EXERCISE BRIEF ::
State how many lines below contain the word "green", giving only the number. Case counts.

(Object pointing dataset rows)
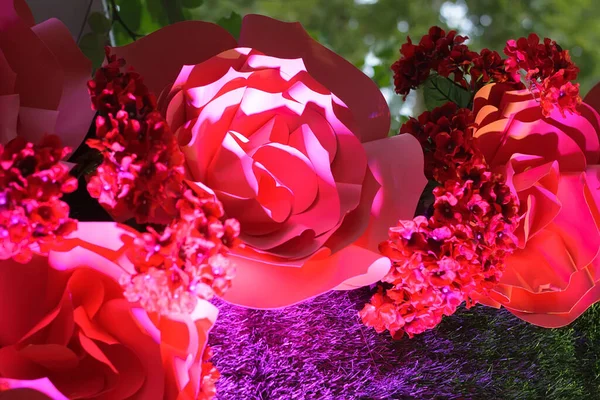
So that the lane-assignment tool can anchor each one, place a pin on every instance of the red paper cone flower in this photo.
(552, 164)
(293, 141)
(68, 332)
(43, 77)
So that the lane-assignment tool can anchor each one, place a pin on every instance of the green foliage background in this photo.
(373, 30)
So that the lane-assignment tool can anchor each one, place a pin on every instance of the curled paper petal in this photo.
(122, 350)
(46, 74)
(553, 275)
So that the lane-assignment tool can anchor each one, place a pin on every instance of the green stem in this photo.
(174, 11)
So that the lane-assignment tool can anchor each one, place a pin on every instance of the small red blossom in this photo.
(142, 172)
(447, 55)
(185, 260)
(457, 254)
(446, 135)
(549, 72)
(32, 216)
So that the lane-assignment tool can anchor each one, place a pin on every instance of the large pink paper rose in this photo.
(43, 79)
(68, 332)
(552, 163)
(293, 141)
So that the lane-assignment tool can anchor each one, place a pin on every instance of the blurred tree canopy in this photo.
(369, 32)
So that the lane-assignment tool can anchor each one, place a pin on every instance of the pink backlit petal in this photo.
(293, 169)
(116, 317)
(276, 199)
(290, 40)
(525, 138)
(592, 98)
(98, 245)
(397, 165)
(24, 12)
(558, 319)
(231, 170)
(93, 350)
(289, 68)
(9, 109)
(208, 132)
(51, 356)
(41, 386)
(9, 77)
(262, 285)
(160, 56)
(183, 341)
(75, 111)
(327, 211)
(575, 223)
(24, 294)
(553, 265)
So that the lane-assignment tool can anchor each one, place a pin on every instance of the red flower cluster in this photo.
(32, 182)
(549, 72)
(185, 260)
(446, 54)
(457, 253)
(446, 136)
(142, 172)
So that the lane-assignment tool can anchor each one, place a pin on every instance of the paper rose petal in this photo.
(159, 56)
(45, 74)
(247, 115)
(262, 285)
(24, 12)
(395, 163)
(553, 275)
(39, 82)
(73, 117)
(593, 97)
(290, 40)
(121, 351)
(35, 389)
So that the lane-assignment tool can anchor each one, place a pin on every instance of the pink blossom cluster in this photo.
(456, 254)
(142, 171)
(549, 72)
(32, 182)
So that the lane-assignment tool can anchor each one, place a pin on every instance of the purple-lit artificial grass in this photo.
(320, 350)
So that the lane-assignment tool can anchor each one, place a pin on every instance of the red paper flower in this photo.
(68, 332)
(290, 149)
(551, 163)
(457, 254)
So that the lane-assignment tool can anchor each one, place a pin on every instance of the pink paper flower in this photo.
(43, 79)
(293, 141)
(553, 164)
(68, 332)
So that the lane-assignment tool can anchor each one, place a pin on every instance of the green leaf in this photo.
(158, 15)
(130, 12)
(174, 11)
(382, 75)
(232, 24)
(99, 23)
(439, 90)
(191, 3)
(92, 46)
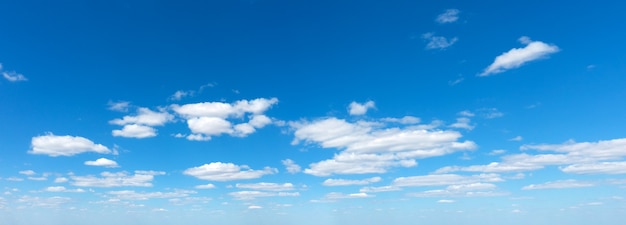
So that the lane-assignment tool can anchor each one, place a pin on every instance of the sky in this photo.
(312, 112)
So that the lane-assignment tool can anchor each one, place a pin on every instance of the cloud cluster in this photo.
(517, 57)
(374, 146)
(209, 119)
(53, 145)
(218, 171)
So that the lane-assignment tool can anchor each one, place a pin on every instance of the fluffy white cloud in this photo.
(133, 195)
(373, 147)
(517, 57)
(462, 123)
(249, 195)
(267, 186)
(291, 166)
(343, 182)
(119, 179)
(53, 145)
(357, 109)
(63, 189)
(438, 42)
(120, 106)
(218, 171)
(584, 157)
(135, 131)
(205, 186)
(27, 172)
(445, 179)
(212, 118)
(102, 162)
(448, 16)
(597, 168)
(146, 117)
(560, 184)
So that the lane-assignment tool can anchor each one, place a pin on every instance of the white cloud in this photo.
(445, 179)
(133, 195)
(178, 95)
(102, 162)
(462, 123)
(517, 57)
(438, 42)
(119, 179)
(135, 131)
(517, 138)
(53, 145)
(27, 172)
(146, 117)
(218, 171)
(249, 195)
(380, 189)
(120, 106)
(267, 186)
(372, 147)
(291, 166)
(560, 184)
(13, 76)
(448, 16)
(205, 186)
(212, 118)
(343, 182)
(357, 109)
(63, 189)
(597, 168)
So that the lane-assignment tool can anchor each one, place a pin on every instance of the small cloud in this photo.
(438, 42)
(517, 138)
(104, 162)
(357, 109)
(448, 16)
(517, 57)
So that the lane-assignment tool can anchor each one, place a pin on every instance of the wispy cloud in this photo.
(517, 57)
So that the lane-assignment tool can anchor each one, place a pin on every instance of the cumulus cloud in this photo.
(214, 118)
(357, 109)
(120, 106)
(448, 16)
(343, 182)
(291, 166)
(218, 171)
(373, 147)
(135, 131)
(53, 145)
(583, 157)
(104, 162)
(517, 57)
(560, 184)
(438, 42)
(119, 179)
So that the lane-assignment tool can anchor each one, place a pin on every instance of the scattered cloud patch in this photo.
(119, 179)
(448, 16)
(104, 162)
(438, 42)
(53, 145)
(561, 184)
(357, 109)
(218, 171)
(517, 57)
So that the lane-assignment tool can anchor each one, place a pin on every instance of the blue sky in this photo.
(349, 112)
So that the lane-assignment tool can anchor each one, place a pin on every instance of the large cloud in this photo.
(374, 146)
(517, 57)
(53, 145)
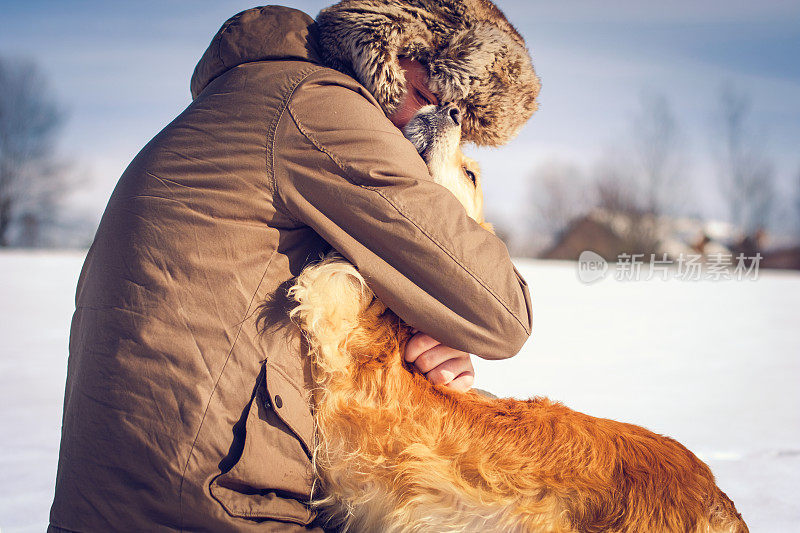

RIGHT ANSWER ::
3